| Предоставленный отрывок |
18 Проведенные нами в 2019– 2020 г. интервью позволили выявить наиболее значимые социальные факторы, усиливающие образовательную неуспешность студентов в условиях социально-экономического кризиса и пандемии коронавируса. Среди них оказались как традиционные (качество довузовской подготовки и уровень социально-экономического неравенства в обществе), так и относительно новые (активная цифровизация высшего образования и игнорирование образовательной неуспешности как проблемы образовательной политики государства).
19 Внедрение онлайн-технологий и дистанционного образования способствовало усилению дифференциации студенчества по критерию образовательной успешности/неуспешности. Студенты, мотивированные на обучение в вузе и готовые к самостоятельной работе, быстро адаптировались к новому формату. Они сохранили уровень своей образовательной успешности, развив цифровые компетенции, навыки учебной самоорганизации и активизировав практики дополнительного образования: «Онлайн обучение помогает нам раскрыть новые возможности, находить новые способы для коммуникации во время пар. Это интересно, например, сейчас, когда мы можем через Google все вместе выполнять работу. Связаться с преподавателями стало намного легче, они стали активнее отвечать на сообщения» (фрагмент фокус-группы).

| Исходные данные |

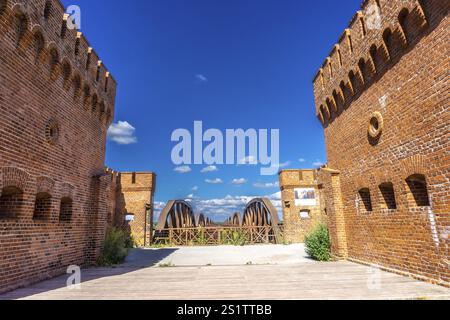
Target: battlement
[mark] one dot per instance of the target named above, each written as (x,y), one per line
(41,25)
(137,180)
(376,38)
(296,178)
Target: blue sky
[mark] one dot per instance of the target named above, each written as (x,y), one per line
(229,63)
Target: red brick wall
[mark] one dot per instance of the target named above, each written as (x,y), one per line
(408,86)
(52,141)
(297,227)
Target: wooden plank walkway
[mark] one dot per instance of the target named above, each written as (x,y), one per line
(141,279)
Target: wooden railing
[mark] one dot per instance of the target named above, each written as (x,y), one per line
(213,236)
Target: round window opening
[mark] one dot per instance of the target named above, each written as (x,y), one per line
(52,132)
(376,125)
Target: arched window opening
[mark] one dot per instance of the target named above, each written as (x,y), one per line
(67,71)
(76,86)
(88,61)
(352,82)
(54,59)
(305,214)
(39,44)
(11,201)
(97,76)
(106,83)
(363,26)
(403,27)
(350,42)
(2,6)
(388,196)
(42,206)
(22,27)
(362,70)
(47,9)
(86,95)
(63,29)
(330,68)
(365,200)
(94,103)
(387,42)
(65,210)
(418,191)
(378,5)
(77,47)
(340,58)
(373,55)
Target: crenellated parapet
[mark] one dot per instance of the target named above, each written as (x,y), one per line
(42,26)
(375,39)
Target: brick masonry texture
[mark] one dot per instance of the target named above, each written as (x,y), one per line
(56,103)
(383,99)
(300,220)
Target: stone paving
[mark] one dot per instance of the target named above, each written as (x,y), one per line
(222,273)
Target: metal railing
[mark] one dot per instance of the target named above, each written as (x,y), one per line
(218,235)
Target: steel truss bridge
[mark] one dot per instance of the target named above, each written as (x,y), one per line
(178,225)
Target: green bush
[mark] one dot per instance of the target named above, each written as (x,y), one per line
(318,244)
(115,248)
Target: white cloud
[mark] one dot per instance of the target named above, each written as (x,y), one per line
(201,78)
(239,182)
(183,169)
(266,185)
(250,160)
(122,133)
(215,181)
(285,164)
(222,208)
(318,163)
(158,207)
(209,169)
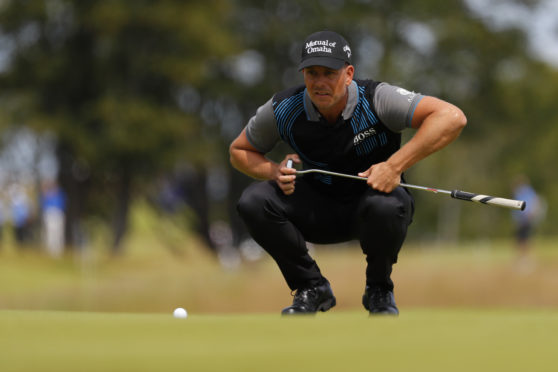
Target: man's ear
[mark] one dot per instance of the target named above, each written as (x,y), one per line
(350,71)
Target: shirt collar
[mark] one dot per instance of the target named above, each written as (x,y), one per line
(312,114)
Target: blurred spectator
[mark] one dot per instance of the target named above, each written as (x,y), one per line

| Формулировка задания |
Замените «интервью» на «опросы» в тексте об образовательной неуспешности студентов и приведите его часть между «18 Проведенные нами» и «образовательной политики государства).» включительно.

| Ответ на задание |
18 Проведенные нами в 2019– 2020 г. опросы позволили выявить наиболее значимые социальные факторы, усиливающие образовательную неуспешность студентов в условиях социально-экономического кризиса и пандемии коронавируса. Среди них оказались как традиционные (качество довузовской подготовки и уровень социально-экономического неравенства в обществе), так и относительно новые (активная цифровизация высшего образования и игнорирование образовательной неуспешности как проблемы образовательной политики государства).